→ **CO ZROBIĆ**: Przepisz dokładnie z tekstu poniżej wszystko od słów "Wyprawa w której" aż po słowa "miło spędzony czas.".

Powyższe zdjęcia zostały wykonane w marcu 2017 roku w rejonie jeziora Inari w północnej Laponii oraz w kennelu w Kakslauttanen.

Wyprawa w której brałem udział była zorganizowana i prowadzona przez Macieja Słomińskiego - prekursora mushingu w Polsce i wieloletniego organizatora polarnych wypraw psimi zaprzęgami. Drugim maszerem był Paweł Majchrzakowski, a pozostali członkowie wyprawy to Michał Strurlis oraz Piotr Błasiak. Wszystkim serdecznie dziękuje za miło spędzony czas.

wtorek, 4 kwietnia 2017

Obóz Al Khazer

Obóz pod miastem


W obozie Al Khazar znalazłem się przypadkiem. W przerwie pomiędzy zdjęciami do filmu dokumentalnego o polskim artyście i jego niedawno odnalezionym ojcu - Irakijczyku, który musiał wyjechać z Polski pod koniec lat 70-tych jeszcze przed urodzeniem się syna. Panowie spotkali się w mieście Erbil, które jest położone zaledwie 80 kilometrów od wyzwalanego właśnie Mosulu. W Al Khazar jest ponad trzydzieści tysięcy osób. W ciepły wiosenny dzień na pierwszy rzut oka miejsce wzbudza pozytywne emocje. Jest tu pełno biegających dzieciaków. Ludzie uśmiechają się na widok zagranicznych gości. Wyobrazić sobie tylko mogę jak bardzo zmienia się aura podczas zimowych mrozów i w lato przy czterdziestostopniowym upale. Z pobliskiego wzgórza rozpościera się widok na cały obóz. Rozmiar robi wrażenie. Pedantycznie ustawione obok siebie namioty wyglądają jak nowe osiedle domów, postawione na jałowej ziemi, w oczekiwaniu aż zarośnie ją trawa.

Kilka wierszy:
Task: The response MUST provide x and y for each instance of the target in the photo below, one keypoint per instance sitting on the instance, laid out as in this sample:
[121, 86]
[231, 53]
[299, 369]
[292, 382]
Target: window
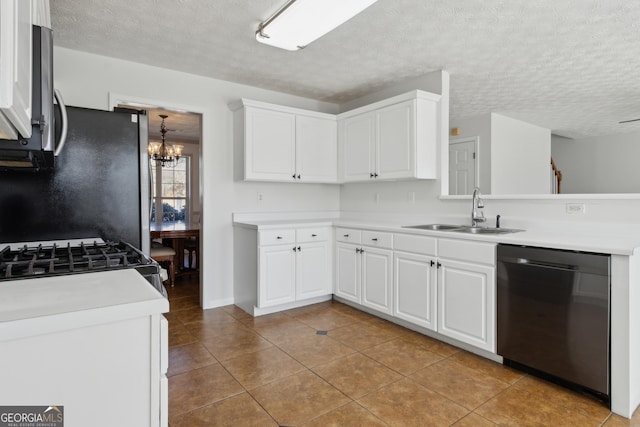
[170, 192]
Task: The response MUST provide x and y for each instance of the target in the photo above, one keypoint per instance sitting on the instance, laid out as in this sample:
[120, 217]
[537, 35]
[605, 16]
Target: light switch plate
[575, 208]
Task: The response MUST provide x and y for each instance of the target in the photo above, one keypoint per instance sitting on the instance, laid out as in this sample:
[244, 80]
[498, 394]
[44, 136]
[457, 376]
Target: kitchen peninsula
[386, 239]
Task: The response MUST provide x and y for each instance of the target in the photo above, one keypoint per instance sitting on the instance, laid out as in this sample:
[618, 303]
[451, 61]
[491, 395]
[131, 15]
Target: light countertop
[41, 305]
[590, 239]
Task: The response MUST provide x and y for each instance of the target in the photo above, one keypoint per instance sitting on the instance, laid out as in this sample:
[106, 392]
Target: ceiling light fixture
[161, 153]
[299, 22]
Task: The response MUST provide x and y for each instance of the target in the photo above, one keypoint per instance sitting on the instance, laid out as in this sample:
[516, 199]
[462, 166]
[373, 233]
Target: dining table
[176, 232]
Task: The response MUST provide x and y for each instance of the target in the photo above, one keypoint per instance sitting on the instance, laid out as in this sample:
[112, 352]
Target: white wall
[602, 164]
[87, 80]
[520, 157]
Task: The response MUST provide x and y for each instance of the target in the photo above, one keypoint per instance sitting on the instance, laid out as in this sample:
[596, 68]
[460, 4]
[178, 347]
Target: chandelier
[163, 154]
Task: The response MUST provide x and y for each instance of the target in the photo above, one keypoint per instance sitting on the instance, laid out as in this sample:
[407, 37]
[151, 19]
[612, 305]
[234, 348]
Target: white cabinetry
[276, 269]
[391, 139]
[364, 268]
[286, 144]
[415, 279]
[15, 68]
[467, 292]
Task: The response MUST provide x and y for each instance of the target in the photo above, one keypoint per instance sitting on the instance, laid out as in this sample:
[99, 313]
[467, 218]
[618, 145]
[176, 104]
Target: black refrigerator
[99, 186]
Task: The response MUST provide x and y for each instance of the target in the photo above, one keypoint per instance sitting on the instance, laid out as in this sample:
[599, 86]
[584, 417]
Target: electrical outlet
[575, 208]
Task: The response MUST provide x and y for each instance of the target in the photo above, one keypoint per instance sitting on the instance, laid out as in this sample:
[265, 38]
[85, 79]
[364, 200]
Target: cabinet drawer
[348, 235]
[417, 244]
[378, 239]
[468, 251]
[305, 235]
[276, 237]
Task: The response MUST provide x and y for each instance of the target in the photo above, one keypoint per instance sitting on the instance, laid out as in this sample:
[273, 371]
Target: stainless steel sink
[434, 227]
[485, 230]
[463, 229]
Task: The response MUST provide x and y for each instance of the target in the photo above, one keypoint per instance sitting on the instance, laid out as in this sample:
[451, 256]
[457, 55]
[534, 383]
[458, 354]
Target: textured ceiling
[569, 65]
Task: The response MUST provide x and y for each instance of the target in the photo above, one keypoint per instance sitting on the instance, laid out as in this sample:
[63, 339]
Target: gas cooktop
[49, 259]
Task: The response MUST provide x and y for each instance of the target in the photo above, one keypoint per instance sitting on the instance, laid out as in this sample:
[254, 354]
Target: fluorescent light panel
[299, 22]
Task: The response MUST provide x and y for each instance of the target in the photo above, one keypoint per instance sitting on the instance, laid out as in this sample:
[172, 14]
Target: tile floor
[229, 369]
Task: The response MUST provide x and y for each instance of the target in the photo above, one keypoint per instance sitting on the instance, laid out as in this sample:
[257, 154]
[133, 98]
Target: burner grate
[31, 261]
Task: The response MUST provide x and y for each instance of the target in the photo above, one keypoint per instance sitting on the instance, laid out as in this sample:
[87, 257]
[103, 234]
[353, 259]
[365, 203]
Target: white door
[395, 132]
[270, 138]
[348, 272]
[316, 149]
[277, 275]
[462, 166]
[377, 279]
[415, 289]
[15, 68]
[357, 145]
[313, 270]
[466, 303]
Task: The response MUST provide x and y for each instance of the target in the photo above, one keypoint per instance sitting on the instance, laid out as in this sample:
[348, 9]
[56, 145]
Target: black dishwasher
[553, 314]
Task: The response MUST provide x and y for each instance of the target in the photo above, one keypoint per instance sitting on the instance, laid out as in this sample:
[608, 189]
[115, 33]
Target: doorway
[175, 189]
[463, 165]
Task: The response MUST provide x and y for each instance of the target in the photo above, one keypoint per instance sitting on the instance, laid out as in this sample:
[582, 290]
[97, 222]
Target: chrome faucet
[477, 215]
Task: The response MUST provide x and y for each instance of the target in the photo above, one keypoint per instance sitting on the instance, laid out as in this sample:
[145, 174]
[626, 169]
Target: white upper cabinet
[15, 68]
[358, 147]
[283, 144]
[316, 149]
[270, 145]
[391, 139]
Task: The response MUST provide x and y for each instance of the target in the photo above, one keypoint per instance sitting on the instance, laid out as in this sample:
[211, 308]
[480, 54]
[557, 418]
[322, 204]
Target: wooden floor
[331, 365]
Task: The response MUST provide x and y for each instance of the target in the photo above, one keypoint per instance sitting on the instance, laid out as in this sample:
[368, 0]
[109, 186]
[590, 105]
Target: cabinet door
[395, 132]
[415, 289]
[316, 149]
[348, 272]
[313, 270]
[357, 145]
[277, 275]
[377, 278]
[466, 303]
[15, 68]
[270, 138]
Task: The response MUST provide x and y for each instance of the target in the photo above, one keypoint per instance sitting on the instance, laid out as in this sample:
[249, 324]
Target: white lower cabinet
[377, 278]
[313, 267]
[296, 269]
[348, 272]
[277, 275]
[415, 289]
[364, 273]
[467, 292]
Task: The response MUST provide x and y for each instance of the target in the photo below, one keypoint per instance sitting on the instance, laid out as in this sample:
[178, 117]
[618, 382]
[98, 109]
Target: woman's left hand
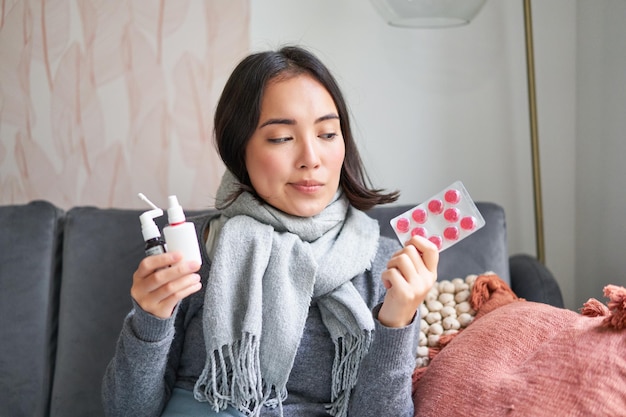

→ **ROZWIĄZANIE ZADANIA**:
Wyprawa w której brałem udział była zorganizowana i prowadzona przez Macieja Słomińskiego - prekursora mushingu w Polsce i wieloletniego organizatora polarnych wypraw psimi zaprzęgami. Drugim maszerem był Paweł Majchrzakowski, a pozostali członkowie wyprawy to Michał Strurlis oraz Piotr Błasiak. Wszystkim serdecznie dziękuje za miło spędzony czas.